● **INFORMATION GIVEN**
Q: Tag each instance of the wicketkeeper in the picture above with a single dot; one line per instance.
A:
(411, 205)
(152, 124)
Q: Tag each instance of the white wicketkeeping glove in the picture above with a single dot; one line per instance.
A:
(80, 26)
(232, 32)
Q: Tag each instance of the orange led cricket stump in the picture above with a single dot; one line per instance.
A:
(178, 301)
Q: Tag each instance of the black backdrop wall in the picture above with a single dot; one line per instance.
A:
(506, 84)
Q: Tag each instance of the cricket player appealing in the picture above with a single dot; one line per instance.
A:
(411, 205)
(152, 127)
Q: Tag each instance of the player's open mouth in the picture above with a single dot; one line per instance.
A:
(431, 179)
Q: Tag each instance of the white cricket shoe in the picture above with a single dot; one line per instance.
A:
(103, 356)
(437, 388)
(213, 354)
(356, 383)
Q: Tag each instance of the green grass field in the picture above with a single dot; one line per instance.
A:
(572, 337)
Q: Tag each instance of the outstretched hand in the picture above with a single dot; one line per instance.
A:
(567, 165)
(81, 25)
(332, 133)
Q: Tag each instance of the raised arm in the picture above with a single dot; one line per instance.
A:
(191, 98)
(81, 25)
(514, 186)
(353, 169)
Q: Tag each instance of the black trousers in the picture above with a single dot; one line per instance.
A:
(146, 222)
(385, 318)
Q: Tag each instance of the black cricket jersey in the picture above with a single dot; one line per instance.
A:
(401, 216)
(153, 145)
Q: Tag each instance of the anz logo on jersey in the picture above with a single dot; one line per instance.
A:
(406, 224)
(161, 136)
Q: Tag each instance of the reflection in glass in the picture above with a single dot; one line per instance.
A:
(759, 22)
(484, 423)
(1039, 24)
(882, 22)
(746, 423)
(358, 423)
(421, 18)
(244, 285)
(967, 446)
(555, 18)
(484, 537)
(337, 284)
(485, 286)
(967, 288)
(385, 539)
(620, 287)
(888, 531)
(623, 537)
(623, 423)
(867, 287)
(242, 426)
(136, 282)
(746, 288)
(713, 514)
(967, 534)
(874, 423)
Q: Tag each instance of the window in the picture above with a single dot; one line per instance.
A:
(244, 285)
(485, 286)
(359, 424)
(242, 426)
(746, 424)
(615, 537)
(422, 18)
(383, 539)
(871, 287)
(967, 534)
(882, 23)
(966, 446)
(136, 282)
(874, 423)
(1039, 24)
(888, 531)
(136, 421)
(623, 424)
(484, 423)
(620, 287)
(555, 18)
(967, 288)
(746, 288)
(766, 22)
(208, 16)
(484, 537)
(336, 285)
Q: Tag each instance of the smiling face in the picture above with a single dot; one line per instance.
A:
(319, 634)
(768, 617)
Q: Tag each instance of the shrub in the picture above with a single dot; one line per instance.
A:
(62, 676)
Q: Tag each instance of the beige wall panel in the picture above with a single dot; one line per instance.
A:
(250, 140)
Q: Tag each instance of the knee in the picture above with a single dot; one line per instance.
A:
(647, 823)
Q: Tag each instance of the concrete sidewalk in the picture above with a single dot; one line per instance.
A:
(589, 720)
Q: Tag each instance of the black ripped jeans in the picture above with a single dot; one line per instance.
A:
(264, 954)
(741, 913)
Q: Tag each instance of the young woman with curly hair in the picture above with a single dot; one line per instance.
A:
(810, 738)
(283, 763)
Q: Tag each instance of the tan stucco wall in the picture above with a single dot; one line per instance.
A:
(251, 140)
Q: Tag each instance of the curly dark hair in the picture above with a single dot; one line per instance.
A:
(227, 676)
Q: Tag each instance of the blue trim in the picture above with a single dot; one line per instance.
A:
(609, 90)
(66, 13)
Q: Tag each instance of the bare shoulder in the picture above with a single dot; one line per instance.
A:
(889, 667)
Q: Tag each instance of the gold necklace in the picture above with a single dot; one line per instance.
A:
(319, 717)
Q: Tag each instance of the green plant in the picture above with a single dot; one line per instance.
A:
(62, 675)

● **TASK DIRECTIONS**
Go through the records above and copy every line with the word "player".

● **SOLUTION TO THIS TASK**
Q: Tag each instance of the cricket player appealing in the picture above with a single dot; one line per instance.
Q: Tag each instance of the player's open mouth in the picture above with a single dot; one line per instance.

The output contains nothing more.